▶ WHAT IS NEEDED
Pick up the article below about George Washington's eggnog right after its last sentence and write the part that comes next.

▶ EXTRACT TO READ

George Washington's Christmas Eggnog

The Homemade Eggnog Recipe from Mount Vernon (and the Story Behind It)

December 16, 2020
George Washington

Enjoy this homemade old-school eggnog recipe from Mount Vernon, George Washington’s estate. There’s also an amusing story to tell about this popular recipe, which might offer up a nice little tidbit of cocktail conversation to go with your festive concoction. 

Eggnog was certainly popular during colonial times. Brought over from Britain (and going back to medieval times), eggnog was a special-occasion drink due to its ingredients (milk, eggs, alcohol), which were quite expensive at the time. According to kitchen records, George Washington served an eggnog-like drink to visitors at Mount Vernon loaded with alcohol. 

“George Washington’s Eggnog Recipe” (below) became widely circulated with the claim that it was penned by the first president in his own hand. Here’s the recipe (with added ingredient amounts, since cooks didn’t tend to specify amounts nor servings back in the day, adjusting to the size of the party):

“One quart cream, one quart milk, one dozen tablespoons sugar, one pint brandy, ½ pint rye whiskey, ½ pint Jamaica rum, ¼ pint sherry – mix liquor first, then separate yolks and whites of 12 eggs, add sugar to beaten yolks, mix well.

Add milk and cream, slowly beating. Beat whites of eggs until stiff and fold slowly into mixture. Let set in cool place for several days. Taste frequently.”

So is this Washington’s recipe in his own hand? Although widely circulated as being true, it’s doubtful. We contacted the librarians at Mount Vernon who said that no eggnog recipe has been definitively linked to Washington. It did not come from George or Martha Washington’s papers, Martha Washington’s cookbook (which she inherited from her first marriage), nor was it provided in her personal copy of the Art of Cookery by Hannah Glasse, which was the most popular English cookbook in America at the time. 

However, the eggnog recipe above is a true vintage recipe; it just comes from the 19th century. George Washington (1732–99) lived in the 18th century.

Mount Vernon Eggnog Recipe 

We do have another homemade eggnog recipe kindly shared by Mount Vernon, as eggnog was indeed a popular drink in the latter half of the 18th century.

▶ COLLECTED DATA

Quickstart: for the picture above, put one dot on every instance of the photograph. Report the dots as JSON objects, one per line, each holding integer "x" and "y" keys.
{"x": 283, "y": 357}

▶ ANSWER TO THIS TASK
We’ve slightly adapted this recipe to make the ingredient amounts clear. We recommend preparing the mixture a day in advance so it’s well chilled. It’s well worth it! The grocery store stuff isn’t even the same animal.


  • 12 eggs (pasteurized if possible), room temperature
  • ½ cup sugar
  • One-fifth bourbon (750ml bottle)*
  • ½ teaspoon salt
  • 1 quart whipping cream
  • Optional: 1 cup milk
  • 1 to 2 teaspoons nutmeg, freshly grated (not ground)

*Note: You can adjust the amount of alcohol in this recipe or omit it altogether. Or, use a different alchohol on hand; common choices include brandy, rum, bourbon, or whisky. One eggnog recipe we enjoy (from the 1950s) uses “1 cup bourbon and 1 cup Cognac” in place of the one-fifth bourbon.


  1. Separate the egg whites and egg yolks very carefully, making sure there is absolutely no yolk in the whites. Cover the egg whites and store in the refrigerator.
  2. Whisk egg yolks and sugar in a large bowl. (Or, use an electric or stand mixture with a whisk attachment.) Whip until thick and smooth; it should be lemon yellow in color, 5 to 7 minutes.
  3. Slowly add the alcohol desired to large bowl while beating at slow speed. Scrape down side of bowl. Chill mixture for several hours or overnight.
  4. In separate bowl, beat the egg whites and salt until almost stiff. 
  5. Whip the cream until stiff. 
  6. Fold the whipped cream into the yolk mixture, then fold in the beaten egg whites. Chill 1 hour.
  7. When ready to serve, sprinkle the top with freshly grated nutmeg. Serve in punch cups with a spoon.
  8. If desired, add 1 cup of milk to the yolk mixture for a thinner eggnog.


More Recipes

  • It turns out George Washington WAS known to make a cherry bounce, a brandy-based drink also popular in the eighteenth century. We can say, in full confidence, that this festive alcoholic drink recipe is straight from the Washingtons; it was a hand-written recipe card in Martha Washington’s notebook. Discover George Washington’s Cherry Bounce
  • Prefer a non-alcoholic eggnog? Here’s a recipe for Non-Alcoholic Eggnog
  • Need a Christmas cake to wash that down? Here’s Martha Washington’s “Great Cake” recipe baked for celebrating what she called “a true Virginia Christmas” at Mount Vernon.

See 10 Christmas Drink and Cocktail Recipes!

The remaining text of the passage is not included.